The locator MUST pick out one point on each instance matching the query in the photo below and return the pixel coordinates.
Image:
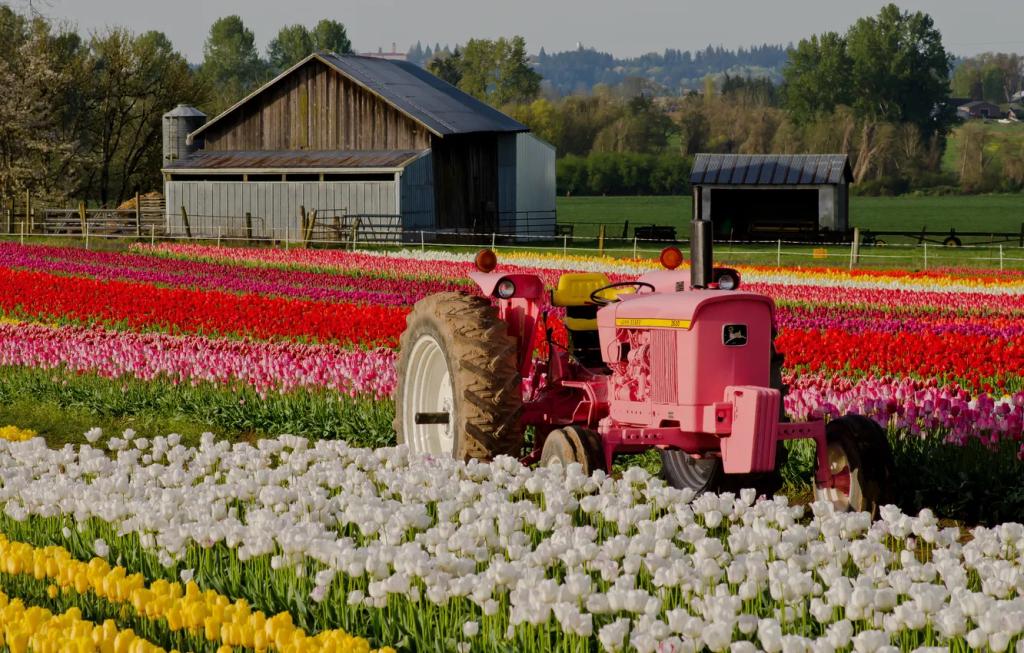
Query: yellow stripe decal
(651, 322)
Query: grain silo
(178, 123)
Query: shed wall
(218, 208)
(316, 107)
(417, 194)
(535, 189)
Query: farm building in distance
(365, 141)
(752, 197)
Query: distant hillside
(674, 71)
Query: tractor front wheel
(861, 464)
(458, 389)
(684, 471)
(572, 444)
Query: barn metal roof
(440, 107)
(295, 160)
(770, 169)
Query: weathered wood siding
(466, 182)
(218, 208)
(316, 107)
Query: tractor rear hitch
(432, 418)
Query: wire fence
(778, 252)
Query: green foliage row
(624, 173)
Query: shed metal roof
(295, 160)
(733, 170)
(440, 107)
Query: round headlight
(505, 289)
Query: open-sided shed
(748, 197)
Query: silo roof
(726, 170)
(184, 111)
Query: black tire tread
(483, 363)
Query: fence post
(184, 221)
(138, 217)
(855, 248)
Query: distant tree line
(81, 117)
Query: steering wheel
(596, 298)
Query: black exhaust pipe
(700, 253)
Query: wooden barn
(752, 197)
(365, 141)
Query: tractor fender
(526, 286)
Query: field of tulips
(247, 539)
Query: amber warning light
(671, 258)
(486, 260)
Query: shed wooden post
(184, 221)
(138, 217)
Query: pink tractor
(682, 362)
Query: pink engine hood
(671, 306)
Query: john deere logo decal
(734, 335)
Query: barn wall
(535, 185)
(218, 208)
(316, 107)
(466, 182)
(417, 194)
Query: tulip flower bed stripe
(206, 615)
(236, 410)
(336, 287)
(139, 306)
(501, 557)
(35, 628)
(275, 366)
(457, 263)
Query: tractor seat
(573, 294)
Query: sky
(625, 29)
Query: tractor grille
(663, 366)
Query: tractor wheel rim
(428, 390)
(845, 491)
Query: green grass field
(999, 213)
(999, 137)
(905, 213)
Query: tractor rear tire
(457, 359)
(704, 475)
(573, 444)
(698, 474)
(861, 456)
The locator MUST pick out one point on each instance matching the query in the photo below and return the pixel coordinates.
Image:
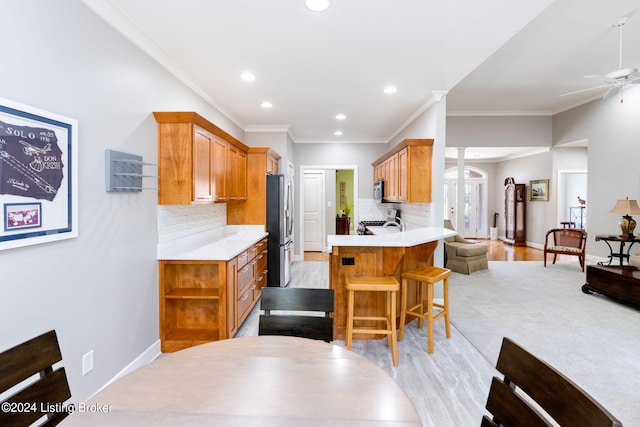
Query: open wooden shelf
(193, 293)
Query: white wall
(612, 129)
(499, 131)
(98, 291)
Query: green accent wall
(345, 176)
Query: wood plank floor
(448, 387)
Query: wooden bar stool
(427, 275)
(390, 286)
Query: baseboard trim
(147, 356)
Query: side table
(621, 254)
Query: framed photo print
(539, 190)
(38, 176)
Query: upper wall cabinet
(406, 171)
(198, 162)
(261, 161)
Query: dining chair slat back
(556, 395)
(42, 397)
(299, 323)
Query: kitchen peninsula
(386, 253)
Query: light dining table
(251, 381)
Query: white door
(313, 210)
(475, 207)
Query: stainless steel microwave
(378, 191)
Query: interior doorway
(313, 188)
(475, 201)
(323, 199)
(572, 192)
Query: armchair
(566, 241)
(462, 255)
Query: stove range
(391, 216)
(362, 227)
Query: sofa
(462, 255)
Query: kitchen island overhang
(378, 255)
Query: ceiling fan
(615, 80)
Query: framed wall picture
(539, 190)
(38, 176)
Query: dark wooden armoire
(515, 213)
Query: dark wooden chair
(566, 241)
(305, 325)
(561, 399)
(45, 395)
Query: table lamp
(626, 207)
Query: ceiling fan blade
(604, 79)
(584, 90)
(611, 92)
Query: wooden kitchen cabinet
(406, 171)
(203, 301)
(236, 172)
(220, 170)
(260, 162)
(192, 303)
(197, 161)
(273, 163)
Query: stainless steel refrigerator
(280, 229)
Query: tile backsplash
(417, 214)
(175, 221)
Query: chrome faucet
(402, 225)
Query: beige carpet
(593, 340)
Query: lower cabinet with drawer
(251, 278)
(202, 301)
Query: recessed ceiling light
(317, 5)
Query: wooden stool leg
(422, 297)
(445, 291)
(403, 308)
(430, 317)
(394, 344)
(349, 334)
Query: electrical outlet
(87, 363)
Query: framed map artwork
(38, 176)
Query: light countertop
(220, 244)
(392, 237)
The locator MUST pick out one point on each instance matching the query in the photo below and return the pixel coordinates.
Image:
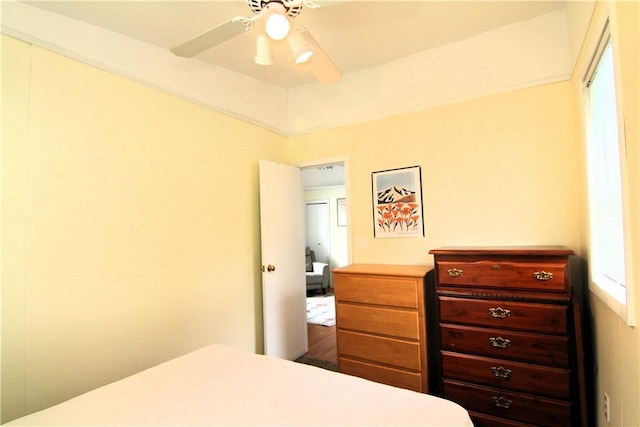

————

• **Your goal**:
Keep the pictures out and transcribe the listing exactly.

• **Your solution**:
The locator MUST pick out one point on each instance matching the query in the photo below and return the pixel coordinates.
Image:
Query: yellow stripe decal
(651, 322)
Query: grain silo
(178, 123)
Query: shed wall
(218, 208)
(316, 107)
(417, 194)
(535, 189)
Query: farm building in distance
(365, 141)
(752, 197)
Query: distant hillside
(674, 71)
Query: tractor front wheel
(861, 464)
(458, 389)
(684, 471)
(572, 444)
Query: barn metal roof
(440, 107)
(295, 160)
(770, 169)
Query: weathered wood siding
(466, 182)
(218, 208)
(316, 107)
Query: tractor rear hitch
(432, 418)
Query: wire fence
(778, 252)
Query: green foliage row
(624, 173)
Query: shed metal roof
(295, 160)
(733, 170)
(440, 107)
Query: round headlight
(505, 289)
Query: open-sided shed
(748, 197)
Query: silo roof
(726, 170)
(184, 111)
Query: black tire tread
(483, 363)
Query: fence post
(184, 221)
(138, 217)
(855, 248)
Query: distant tree line
(81, 117)
Query: steering wheel
(596, 298)
Query: black exhaust pipe
(700, 253)
Query: wooden barn
(752, 197)
(365, 141)
Query: tractor fender
(526, 286)
Query: field of tulips
(247, 539)
Query: amber warning light
(671, 258)
(486, 260)
Query: shed wooden post
(184, 221)
(138, 217)
Query: pink tractor
(682, 362)
Query: pink engine hood
(671, 306)
Query: john deere logo decal
(734, 335)
Query: barn wall
(535, 185)
(218, 208)
(316, 107)
(466, 182)
(417, 194)
Query: tulip flower bed stripe
(206, 615)
(236, 410)
(336, 287)
(139, 306)
(501, 557)
(35, 628)
(275, 366)
(457, 263)
Query: tractor seat
(573, 294)
Query: sky
(625, 29)
Query: tractor grille
(663, 366)
Query: tractor wheel rim
(428, 390)
(845, 491)
Query: green grass field
(999, 213)
(999, 137)
(905, 213)
Query: tractor rear tire
(457, 359)
(704, 475)
(573, 444)
(698, 474)
(861, 456)
The locator MUST pick out one point on each instance matching the query in the photo below and return the pixel coordinates.
Image:
Query: open wooden shelf
(193, 293)
Query: white wall
(612, 129)
(499, 131)
(98, 291)
Query: green accent wall
(345, 176)
Query: wood plank floor
(448, 387)
Query: wooden bar stool
(427, 275)
(390, 286)
Query: baseboard trim
(147, 356)
Query: side table
(621, 254)
Query: framed photo print
(539, 190)
(38, 176)
Query: upper wall cabinet
(406, 171)
(198, 162)
(261, 161)
Query: dining chair slat back
(556, 395)
(42, 397)
(299, 323)
Query: kitchen peninsula
(386, 253)
Query: light dining table
(251, 381)
Query: white door
(313, 210)
(475, 207)
Query: stainless steel microwave
(378, 191)
Query: interior doorway
(313, 188)
(475, 201)
(323, 199)
(572, 192)
Query: armchair
(566, 241)
(462, 255)
Query: stove range
(391, 216)
(362, 227)
Query: sofa
(462, 255)
Query: kitchen island overhang
(378, 255)
Query: ceiling fan
(615, 80)
Query: framed wall picture
(539, 190)
(38, 176)
Query: dark wooden armoire
(515, 213)
Query: dark wooden chair
(566, 241)
(305, 325)
(561, 399)
(45, 395)
Query: table lamp
(626, 207)
Query: ceiling fan blade
(604, 79)
(584, 90)
(611, 92)
Query: wooden kitchen cabinet
(406, 171)
(203, 301)
(236, 172)
(220, 170)
(260, 162)
(192, 303)
(197, 161)
(273, 163)
Query: stainless steel refrigerator
(280, 229)
Query: tile backsplash
(417, 214)
(175, 221)
Query: chrome faucet
(402, 225)
Query: beige carpet
(593, 340)
Query: lower cabinet with drawer
(251, 278)
(202, 301)
Query: recessed ceiling light
(317, 5)
Query: wooden stool leg
(422, 297)
(445, 291)
(403, 308)
(430, 317)
(394, 344)
(349, 334)
Query: electrical outlet
(87, 363)
Query: framed map artwork
(38, 176)
Query: light countertop
(220, 244)
(392, 237)
The locator MUST pick out one point on each instance matching the query in the photo below and return the pixel coordinates.
Image:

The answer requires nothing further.